## WHAT THE EXERCISE ASKS
Where does the string "electrical" occur in the records below? Copy every line that holds it.

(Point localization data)

-- Opening Marker --

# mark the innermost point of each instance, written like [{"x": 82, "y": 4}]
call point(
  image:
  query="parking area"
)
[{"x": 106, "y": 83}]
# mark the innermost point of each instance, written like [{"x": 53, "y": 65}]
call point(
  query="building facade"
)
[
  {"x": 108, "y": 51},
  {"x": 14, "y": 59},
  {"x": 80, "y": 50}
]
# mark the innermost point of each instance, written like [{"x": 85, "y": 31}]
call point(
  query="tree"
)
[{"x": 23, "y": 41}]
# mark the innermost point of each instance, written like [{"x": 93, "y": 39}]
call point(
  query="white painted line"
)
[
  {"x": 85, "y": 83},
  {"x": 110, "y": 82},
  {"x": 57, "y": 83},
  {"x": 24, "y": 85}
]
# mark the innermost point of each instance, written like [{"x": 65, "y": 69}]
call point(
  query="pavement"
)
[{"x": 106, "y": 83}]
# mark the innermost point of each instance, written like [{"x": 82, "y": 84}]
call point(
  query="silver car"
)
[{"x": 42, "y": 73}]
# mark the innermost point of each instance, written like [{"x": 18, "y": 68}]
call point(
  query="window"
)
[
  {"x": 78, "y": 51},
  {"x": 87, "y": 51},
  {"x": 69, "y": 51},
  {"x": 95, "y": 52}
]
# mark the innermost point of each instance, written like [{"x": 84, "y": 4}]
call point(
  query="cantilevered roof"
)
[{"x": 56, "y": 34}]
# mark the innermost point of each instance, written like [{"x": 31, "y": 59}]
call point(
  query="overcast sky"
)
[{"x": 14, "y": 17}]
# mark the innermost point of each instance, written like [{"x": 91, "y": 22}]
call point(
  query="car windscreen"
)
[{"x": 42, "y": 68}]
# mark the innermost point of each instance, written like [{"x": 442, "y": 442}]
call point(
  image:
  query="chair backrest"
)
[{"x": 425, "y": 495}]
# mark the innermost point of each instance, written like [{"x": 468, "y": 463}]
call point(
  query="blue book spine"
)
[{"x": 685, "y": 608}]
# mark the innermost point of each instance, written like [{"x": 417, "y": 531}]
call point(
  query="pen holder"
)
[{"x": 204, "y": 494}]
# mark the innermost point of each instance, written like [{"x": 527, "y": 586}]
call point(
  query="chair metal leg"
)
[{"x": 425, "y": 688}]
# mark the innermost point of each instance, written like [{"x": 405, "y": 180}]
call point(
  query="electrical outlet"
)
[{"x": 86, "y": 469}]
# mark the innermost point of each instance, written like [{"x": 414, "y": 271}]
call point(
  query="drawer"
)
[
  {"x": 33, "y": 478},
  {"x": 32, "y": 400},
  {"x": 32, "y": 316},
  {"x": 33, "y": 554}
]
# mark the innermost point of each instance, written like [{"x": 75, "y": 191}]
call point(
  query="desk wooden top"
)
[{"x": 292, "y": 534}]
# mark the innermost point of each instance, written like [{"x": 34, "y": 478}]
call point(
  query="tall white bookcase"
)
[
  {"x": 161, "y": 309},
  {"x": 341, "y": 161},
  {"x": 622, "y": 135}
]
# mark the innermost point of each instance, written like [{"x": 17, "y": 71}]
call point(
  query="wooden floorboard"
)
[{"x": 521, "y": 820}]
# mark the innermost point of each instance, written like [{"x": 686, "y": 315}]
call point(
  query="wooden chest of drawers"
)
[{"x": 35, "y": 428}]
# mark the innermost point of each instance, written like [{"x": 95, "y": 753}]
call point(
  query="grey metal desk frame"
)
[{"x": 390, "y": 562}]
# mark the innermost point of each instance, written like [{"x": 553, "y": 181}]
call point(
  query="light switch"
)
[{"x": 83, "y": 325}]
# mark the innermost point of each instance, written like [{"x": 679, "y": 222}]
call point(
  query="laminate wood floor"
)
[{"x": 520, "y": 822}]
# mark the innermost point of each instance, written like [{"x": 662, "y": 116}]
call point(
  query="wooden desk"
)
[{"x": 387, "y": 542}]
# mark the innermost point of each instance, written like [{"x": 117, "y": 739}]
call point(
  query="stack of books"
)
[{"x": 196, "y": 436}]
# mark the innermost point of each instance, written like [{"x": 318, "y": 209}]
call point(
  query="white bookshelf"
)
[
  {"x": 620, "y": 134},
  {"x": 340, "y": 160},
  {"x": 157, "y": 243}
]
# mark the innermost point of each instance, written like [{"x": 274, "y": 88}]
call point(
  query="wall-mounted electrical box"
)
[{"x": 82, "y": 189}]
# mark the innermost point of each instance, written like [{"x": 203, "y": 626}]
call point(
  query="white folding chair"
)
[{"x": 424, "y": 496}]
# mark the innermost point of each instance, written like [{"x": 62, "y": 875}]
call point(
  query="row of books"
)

-- Closing Marker --

## OUTPUT OF THE EXERCISE
  query="electrical outlet"
  query="wall-mounted electrical box"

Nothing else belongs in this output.